> SFIDA
Riporta tali e quali tutti i record che seguono.

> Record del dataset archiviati

::::::

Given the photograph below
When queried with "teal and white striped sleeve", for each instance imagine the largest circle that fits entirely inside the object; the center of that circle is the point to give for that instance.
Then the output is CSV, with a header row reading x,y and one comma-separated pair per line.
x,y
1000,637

::::::

> RISPOSTA AL COMPITO
Given the photograph below
When queried with "teal and white striped sleeve", for each instance imagine the largest circle that fits entirely inside the object; the center of that circle is the point to give for that instance.
Then the output is CSV, with a header row reading x,y and one comma-separated pair per line.
x,y
1000,637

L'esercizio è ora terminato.